- **DOCUMENT TEXT**:
■ ■ ■ ■ ■ ■ ■
Sorry for the late update. Your favorite pseudo-anonymous intrepid reporter was busy all last week at the world’s greatest swag-bag/performance space, featuring plenty of kids crying about how lame it is—when they don’t get free stuff. Man, I know!
You know what else sucks? Work!
You know what you were doing? Work!
You know what is lame when compared to being able to have margaritas early on a Thursday afternoon, and by margaritas I totally mean coffee because I don’t have a blender or lime juice but plenty of gin because that’s totally acceptable in your margarita since I don’t drink wussy drinks like tequila...oh I’m lying, I drink tequila...uh…question mark.
WORK! That’s right!
Oh, but I digress. I’ve been filing and working 30+ hour weeks. Man, work is hard—especially when your contracts shift and change!
Case in point: Part-time job no. 442 paid me half of the fee I was supposed to receive. What the fellow who hired me neglected to say was:
- A.) I would not be paid $X00 per month, despite saying “You’ll get $X00 per month.” (Note: The number is even, below six and higher than two.)
- B.) This person, I would find out a few days ago, in fact had no basis to tell me money since he didn’t handle it.
- C.) I actually got a check for less than $X00.
■ ■ ■ ■ ■ ■ ■
- **TO BE DONE**:
• a. In the blog post about work, why did the man who hired the writer for "Part-time job no. 442" have no basis to say what the pay would be? Answer in one to three sentences.
• b. Pick up the blog post about work and pay after its last line, the one about getting a check for less than $X00.
■ ■ ■ ■ ■ ■ ■
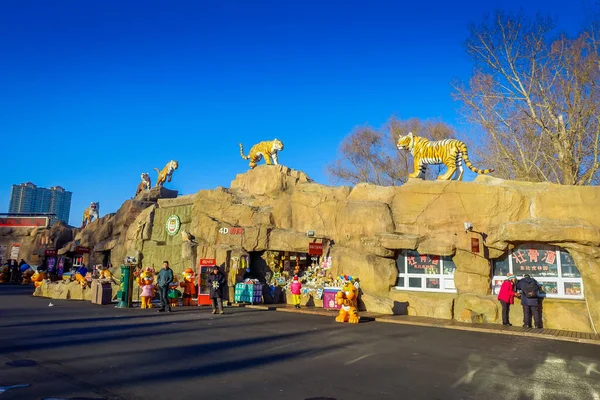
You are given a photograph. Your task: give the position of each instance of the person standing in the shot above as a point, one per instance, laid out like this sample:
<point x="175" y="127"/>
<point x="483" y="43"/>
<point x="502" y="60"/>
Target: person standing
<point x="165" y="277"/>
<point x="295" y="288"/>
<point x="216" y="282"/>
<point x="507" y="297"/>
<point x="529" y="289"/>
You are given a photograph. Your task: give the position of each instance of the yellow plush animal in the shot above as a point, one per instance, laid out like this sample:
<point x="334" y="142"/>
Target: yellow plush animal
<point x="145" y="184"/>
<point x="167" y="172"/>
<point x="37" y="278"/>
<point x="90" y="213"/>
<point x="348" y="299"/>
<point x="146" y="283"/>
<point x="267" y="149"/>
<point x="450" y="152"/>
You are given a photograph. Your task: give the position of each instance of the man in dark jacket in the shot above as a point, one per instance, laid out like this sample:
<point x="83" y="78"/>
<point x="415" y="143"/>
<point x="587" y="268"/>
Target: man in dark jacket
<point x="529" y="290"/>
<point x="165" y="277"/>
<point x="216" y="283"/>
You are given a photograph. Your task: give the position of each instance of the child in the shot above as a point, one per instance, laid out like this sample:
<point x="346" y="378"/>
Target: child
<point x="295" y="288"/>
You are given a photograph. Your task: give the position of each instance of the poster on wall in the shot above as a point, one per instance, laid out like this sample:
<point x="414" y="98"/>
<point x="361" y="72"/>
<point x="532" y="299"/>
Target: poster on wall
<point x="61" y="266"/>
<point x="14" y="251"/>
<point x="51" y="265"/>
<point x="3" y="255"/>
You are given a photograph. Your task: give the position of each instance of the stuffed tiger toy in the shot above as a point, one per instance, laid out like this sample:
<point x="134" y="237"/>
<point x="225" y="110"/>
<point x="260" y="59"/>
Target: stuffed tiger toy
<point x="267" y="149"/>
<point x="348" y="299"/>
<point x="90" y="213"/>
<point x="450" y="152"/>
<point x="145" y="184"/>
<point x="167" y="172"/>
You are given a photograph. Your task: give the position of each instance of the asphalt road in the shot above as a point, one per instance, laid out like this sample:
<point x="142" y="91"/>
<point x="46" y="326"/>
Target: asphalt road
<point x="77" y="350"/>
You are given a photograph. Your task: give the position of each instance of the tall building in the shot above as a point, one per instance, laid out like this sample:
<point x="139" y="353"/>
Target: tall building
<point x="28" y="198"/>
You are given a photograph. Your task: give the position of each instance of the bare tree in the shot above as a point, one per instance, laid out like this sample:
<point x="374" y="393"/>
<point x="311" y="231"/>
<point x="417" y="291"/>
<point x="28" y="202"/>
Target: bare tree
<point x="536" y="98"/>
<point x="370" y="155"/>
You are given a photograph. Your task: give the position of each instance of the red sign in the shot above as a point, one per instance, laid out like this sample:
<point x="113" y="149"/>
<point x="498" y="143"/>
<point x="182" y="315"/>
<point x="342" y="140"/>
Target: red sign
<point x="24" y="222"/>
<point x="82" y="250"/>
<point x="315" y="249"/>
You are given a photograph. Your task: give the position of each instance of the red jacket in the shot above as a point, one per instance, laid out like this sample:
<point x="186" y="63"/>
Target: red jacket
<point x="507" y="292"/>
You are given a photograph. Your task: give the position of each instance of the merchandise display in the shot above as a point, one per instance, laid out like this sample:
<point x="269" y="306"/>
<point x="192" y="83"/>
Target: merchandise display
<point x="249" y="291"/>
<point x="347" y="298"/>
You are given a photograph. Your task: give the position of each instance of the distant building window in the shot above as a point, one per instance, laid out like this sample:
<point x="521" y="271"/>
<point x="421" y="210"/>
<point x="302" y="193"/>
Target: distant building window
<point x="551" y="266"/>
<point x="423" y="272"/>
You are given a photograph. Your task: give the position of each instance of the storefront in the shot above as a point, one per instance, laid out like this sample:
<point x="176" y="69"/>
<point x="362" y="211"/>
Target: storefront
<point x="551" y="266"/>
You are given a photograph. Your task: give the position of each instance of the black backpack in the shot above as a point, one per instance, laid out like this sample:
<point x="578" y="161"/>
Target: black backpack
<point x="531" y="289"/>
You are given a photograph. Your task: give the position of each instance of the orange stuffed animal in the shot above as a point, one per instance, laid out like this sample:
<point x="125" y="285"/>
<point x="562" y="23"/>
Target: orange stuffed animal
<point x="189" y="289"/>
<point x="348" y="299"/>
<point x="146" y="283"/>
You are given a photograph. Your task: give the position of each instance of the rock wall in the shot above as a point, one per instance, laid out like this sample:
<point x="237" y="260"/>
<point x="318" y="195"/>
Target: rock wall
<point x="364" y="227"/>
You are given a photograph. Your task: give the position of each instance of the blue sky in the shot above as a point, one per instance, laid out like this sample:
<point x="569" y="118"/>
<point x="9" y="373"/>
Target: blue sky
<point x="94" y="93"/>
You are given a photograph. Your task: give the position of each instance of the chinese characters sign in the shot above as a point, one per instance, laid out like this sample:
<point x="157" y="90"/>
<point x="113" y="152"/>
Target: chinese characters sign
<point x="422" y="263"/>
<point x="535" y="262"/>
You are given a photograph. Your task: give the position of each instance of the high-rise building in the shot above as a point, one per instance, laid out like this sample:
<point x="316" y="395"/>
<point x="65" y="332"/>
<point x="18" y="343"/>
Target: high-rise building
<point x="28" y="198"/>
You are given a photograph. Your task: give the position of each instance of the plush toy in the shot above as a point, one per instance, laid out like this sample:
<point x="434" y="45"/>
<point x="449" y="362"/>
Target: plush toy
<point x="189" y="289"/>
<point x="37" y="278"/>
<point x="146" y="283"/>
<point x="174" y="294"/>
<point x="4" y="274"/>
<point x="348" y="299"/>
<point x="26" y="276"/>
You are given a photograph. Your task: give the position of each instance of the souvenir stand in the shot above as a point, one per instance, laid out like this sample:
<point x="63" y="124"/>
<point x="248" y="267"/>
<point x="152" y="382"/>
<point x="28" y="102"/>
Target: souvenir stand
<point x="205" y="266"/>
■ ■ ■ ■ ■ ■ ■
- **RESPONSES BY TASK**:
• a. He had no basis to name a figure because he did not handle the money. The writer found this out a few days before writing the post.

• b.
- D.) If I want $X00, I’d have to write an extra article per week for a sister site, but would have to be approved two weeks ahead of time. And whatever I optioned could be taken by a staff member before I’d be allowed to write it.
Who says online journalism isn’t awesome? I was sort of bummed out about that for a while. Not to mention my OL’ RELIABLE is in a bit of an in-between period—while having a healthy bit of change coming my way—due to ad sales, and a lack there of.
DAILY FREE NEWSPAPER isn’t returning my calls, but would love for me to pitch them for December or January.
And man, the world is a dark, dreary place. Nearly five months since I escaped one hell, and now I can’t even get into another. I looked at an ad to copy-write for some knife company the other day. Kinda tempting. I mean, what else is a poor boy to do?
Well, there is the interview I did with Gothamist’s Ben Kharakh* today. Just now as a matter of fact. Here, take a gander:
How are you?
Fine. A little cold, but whatever.
What is your name?
Mitchel Stevens. Wait, was there more? You just kinda…let it stay flat.
What is your opinion on INSERT TOPIC HERE?
Wait, what? Insert what? A topic? Uh, well, I’m a big fan of my Nintendo DS. I mean, it’s really an ingenious thing when you think about it. The whole concept they’re doing with touch is kinda cool.
How do you like New York?
New-, wait, what? Fine. I guess.
(REFERENCE TO QUESTION THREE)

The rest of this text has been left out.